§ **Listed entries**
+===+

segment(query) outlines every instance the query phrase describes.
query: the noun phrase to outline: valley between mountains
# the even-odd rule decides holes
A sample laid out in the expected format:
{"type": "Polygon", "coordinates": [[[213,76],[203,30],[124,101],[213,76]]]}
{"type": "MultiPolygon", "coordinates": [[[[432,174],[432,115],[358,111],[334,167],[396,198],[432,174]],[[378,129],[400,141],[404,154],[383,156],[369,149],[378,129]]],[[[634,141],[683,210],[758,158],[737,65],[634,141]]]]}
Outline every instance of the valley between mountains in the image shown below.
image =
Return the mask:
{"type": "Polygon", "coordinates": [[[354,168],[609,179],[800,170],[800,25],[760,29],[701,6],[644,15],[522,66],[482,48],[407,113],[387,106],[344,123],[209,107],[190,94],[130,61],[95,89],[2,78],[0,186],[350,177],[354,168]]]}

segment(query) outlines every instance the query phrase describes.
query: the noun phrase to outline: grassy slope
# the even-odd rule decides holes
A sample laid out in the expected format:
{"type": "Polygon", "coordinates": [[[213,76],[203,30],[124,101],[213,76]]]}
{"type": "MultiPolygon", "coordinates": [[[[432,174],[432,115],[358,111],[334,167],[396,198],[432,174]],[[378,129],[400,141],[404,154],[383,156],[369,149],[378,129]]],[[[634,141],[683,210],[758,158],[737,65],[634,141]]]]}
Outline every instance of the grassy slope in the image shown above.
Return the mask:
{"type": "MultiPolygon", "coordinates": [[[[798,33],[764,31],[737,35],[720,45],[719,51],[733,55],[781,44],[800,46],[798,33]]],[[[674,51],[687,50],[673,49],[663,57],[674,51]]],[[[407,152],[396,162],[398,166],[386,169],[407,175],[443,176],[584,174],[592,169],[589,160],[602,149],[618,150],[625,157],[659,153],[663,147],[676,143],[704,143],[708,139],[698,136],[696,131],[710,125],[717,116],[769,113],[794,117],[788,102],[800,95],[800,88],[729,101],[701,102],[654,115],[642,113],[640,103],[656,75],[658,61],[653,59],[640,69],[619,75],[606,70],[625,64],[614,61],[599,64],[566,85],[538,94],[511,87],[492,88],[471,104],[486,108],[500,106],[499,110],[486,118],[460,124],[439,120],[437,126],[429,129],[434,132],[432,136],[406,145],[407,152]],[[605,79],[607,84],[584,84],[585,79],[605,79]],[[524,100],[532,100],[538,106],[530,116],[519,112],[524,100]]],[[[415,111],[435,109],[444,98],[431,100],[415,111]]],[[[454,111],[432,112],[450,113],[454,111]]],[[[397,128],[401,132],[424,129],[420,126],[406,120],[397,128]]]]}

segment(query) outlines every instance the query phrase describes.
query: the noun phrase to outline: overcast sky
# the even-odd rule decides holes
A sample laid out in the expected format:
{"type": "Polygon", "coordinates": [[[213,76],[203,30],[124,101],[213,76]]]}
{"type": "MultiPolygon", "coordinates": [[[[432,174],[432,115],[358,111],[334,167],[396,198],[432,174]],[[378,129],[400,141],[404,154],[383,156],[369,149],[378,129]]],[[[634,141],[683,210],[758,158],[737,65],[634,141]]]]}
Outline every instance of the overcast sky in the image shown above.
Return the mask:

+===+

§ **Objective**
How many lines in the records above contain the word "valley"? Reply with the number alone.

§ **Finished task**
2